─── Task inputs ───

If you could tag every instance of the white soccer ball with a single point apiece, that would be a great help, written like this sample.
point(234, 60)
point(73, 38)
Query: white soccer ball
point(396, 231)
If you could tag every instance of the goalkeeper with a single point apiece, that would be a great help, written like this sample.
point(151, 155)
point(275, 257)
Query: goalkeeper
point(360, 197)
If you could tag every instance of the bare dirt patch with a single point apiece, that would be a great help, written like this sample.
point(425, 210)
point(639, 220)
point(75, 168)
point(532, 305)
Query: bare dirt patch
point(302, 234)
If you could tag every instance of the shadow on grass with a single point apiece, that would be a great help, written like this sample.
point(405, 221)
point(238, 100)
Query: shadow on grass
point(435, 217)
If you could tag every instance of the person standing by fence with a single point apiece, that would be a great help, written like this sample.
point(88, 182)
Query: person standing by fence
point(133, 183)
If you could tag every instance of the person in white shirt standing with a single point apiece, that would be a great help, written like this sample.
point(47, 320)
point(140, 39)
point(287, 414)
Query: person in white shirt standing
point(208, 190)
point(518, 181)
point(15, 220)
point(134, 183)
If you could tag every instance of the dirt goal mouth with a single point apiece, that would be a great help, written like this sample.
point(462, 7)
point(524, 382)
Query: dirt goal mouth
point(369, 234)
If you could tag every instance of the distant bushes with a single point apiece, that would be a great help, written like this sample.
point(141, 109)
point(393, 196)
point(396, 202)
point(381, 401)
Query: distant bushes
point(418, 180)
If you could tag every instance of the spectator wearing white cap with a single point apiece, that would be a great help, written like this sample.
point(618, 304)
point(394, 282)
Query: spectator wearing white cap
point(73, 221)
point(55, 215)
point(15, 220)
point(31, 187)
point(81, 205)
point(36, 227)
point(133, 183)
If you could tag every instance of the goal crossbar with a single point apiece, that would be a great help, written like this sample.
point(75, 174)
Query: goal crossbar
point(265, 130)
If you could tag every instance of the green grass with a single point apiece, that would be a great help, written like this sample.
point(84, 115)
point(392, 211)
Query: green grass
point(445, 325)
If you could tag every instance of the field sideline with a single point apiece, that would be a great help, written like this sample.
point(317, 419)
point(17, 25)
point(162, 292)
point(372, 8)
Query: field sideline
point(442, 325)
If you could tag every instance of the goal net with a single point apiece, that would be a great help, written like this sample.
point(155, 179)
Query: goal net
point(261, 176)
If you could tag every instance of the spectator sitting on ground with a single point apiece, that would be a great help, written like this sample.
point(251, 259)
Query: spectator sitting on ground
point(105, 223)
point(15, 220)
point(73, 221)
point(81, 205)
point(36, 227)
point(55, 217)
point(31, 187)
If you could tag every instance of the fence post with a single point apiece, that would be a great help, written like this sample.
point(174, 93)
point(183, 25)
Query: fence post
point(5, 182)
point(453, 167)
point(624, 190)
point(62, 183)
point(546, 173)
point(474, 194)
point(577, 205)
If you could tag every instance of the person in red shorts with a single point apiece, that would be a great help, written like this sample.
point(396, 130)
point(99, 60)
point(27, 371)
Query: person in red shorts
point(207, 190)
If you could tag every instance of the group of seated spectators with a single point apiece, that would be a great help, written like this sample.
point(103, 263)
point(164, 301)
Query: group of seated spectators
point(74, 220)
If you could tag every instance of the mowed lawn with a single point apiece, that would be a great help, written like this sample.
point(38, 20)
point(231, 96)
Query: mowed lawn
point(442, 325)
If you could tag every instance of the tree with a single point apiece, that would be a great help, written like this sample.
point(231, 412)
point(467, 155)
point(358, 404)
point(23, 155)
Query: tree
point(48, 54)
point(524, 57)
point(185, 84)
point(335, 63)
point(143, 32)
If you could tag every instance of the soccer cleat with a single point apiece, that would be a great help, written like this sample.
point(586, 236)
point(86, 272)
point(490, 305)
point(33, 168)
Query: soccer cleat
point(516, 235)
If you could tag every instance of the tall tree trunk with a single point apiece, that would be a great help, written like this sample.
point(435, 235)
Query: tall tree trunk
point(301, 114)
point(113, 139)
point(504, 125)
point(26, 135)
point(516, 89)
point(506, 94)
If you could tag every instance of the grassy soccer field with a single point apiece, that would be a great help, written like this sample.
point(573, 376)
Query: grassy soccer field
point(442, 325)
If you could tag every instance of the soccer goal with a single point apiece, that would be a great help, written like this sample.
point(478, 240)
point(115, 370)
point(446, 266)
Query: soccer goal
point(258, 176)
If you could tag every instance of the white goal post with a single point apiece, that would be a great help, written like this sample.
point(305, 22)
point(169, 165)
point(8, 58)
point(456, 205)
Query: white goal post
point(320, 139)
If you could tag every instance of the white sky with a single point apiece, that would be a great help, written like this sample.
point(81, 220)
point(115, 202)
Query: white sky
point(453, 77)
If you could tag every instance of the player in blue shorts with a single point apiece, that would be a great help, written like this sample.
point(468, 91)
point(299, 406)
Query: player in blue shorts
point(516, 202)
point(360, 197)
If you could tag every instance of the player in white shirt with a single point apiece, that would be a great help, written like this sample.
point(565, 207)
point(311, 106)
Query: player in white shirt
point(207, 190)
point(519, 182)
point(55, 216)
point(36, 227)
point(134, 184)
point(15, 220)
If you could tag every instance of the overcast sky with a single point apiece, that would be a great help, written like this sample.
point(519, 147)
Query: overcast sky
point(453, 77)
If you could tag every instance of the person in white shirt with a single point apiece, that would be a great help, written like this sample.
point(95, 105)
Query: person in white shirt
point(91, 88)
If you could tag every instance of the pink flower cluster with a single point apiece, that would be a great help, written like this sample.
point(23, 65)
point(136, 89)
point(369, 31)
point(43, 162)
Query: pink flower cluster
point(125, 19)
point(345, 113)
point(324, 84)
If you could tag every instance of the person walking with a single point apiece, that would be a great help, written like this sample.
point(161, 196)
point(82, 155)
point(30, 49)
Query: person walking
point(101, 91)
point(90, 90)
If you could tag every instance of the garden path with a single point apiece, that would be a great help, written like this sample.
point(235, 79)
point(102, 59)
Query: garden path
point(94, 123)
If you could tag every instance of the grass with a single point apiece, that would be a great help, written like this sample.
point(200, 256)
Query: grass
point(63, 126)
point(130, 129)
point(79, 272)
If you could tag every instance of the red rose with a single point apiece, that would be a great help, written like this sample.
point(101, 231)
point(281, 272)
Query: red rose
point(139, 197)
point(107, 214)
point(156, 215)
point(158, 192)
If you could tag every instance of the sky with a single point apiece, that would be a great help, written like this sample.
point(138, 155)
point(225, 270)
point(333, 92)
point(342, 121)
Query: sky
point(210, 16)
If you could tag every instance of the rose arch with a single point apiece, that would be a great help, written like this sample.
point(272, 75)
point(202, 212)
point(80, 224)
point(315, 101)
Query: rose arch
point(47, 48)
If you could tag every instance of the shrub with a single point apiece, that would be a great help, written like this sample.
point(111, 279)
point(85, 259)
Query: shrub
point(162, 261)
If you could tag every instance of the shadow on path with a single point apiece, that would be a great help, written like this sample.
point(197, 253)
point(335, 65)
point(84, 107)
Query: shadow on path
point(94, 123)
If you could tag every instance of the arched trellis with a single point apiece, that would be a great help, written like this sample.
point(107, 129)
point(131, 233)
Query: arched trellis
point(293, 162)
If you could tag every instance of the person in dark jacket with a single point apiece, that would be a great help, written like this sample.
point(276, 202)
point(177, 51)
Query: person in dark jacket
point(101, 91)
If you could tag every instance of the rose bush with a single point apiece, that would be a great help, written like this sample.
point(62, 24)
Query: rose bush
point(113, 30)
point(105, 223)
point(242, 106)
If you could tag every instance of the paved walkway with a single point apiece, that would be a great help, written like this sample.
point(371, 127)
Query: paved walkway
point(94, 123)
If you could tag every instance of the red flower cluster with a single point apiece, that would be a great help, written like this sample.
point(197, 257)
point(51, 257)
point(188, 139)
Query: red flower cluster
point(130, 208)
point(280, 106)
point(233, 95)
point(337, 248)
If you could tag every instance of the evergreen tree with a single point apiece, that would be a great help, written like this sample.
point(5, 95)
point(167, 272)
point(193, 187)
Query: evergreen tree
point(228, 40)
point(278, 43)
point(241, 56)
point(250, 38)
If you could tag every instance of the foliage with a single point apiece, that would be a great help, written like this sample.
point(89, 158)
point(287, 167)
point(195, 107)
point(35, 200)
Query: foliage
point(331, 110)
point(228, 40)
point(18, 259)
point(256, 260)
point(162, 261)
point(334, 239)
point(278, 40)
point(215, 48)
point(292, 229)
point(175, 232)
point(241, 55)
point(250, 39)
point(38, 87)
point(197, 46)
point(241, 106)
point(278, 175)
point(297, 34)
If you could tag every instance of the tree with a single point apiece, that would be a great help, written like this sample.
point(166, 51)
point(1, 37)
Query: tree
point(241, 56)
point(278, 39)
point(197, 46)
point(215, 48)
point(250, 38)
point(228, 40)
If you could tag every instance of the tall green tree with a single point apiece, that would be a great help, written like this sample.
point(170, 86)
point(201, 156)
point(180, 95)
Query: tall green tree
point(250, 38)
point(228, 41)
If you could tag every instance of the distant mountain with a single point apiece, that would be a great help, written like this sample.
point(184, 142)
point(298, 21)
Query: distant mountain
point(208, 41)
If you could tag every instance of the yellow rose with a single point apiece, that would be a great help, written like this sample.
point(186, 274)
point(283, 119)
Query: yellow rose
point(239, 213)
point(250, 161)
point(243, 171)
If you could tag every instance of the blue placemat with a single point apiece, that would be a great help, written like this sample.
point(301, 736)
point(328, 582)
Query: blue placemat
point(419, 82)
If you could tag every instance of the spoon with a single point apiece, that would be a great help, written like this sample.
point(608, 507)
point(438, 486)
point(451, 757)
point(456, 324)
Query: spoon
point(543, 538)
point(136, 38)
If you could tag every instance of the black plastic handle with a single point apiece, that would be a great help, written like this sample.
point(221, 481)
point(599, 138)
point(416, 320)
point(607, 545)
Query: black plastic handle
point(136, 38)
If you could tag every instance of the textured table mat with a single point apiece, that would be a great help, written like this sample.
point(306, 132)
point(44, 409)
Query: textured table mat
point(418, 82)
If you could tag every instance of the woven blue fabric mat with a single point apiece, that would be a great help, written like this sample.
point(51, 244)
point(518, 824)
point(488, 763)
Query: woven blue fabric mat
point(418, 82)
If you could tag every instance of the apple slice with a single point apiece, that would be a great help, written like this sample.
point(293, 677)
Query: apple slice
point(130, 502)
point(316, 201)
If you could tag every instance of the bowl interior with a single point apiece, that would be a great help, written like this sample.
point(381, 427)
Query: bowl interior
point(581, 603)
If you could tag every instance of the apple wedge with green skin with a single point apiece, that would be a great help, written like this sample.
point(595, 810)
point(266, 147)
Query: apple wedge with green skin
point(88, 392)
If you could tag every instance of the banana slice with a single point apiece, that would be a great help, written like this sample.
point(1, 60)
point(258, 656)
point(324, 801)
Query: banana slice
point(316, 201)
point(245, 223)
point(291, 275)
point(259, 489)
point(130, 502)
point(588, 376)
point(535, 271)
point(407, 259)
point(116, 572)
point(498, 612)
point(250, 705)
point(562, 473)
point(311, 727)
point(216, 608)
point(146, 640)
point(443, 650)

───

Output the line holding "If you could tag every instance of the textured", then every later line through the end of the records above, exactly as given and nothing else.

◆ Reply to the task:
If you could tag every instance of the textured table mat with a single point apiece, that would be a great help, written like this sample.
point(306, 132)
point(44, 409)
Query: textured table mat
point(418, 82)
If you could tag every instance of the woven blue fabric mat with a single point apiece, that would be a great help, written like this sample.
point(51, 244)
point(518, 824)
point(488, 763)
Query: woven blue fabric mat
point(418, 82)
If you could tag every instance of the apple slice with a single point apiece, that would be a great help, written like this sample.
point(293, 677)
Query: apple slice
point(130, 502)
point(316, 201)
If you could tag every instance of the bowl interior with a single point apiece, that would be a great help, written like this sample.
point(381, 427)
Query: bowl interior
point(581, 603)
If you could tag every instance of the apple wedge with green skin with a single point apiece, that would be a great help, written like this sample.
point(595, 810)
point(266, 147)
Query: apple wedge with green skin
point(88, 392)
If you could tag every instance of the banana slice with a single point apiece, that would be a great help, written like this sample.
point(1, 60)
point(258, 656)
point(324, 801)
Query: banana slice
point(316, 201)
point(245, 223)
point(291, 275)
point(259, 489)
point(130, 502)
point(588, 376)
point(535, 271)
point(407, 259)
point(116, 572)
point(498, 612)
point(250, 705)
point(562, 473)
point(311, 727)
point(216, 608)
point(146, 640)
point(443, 650)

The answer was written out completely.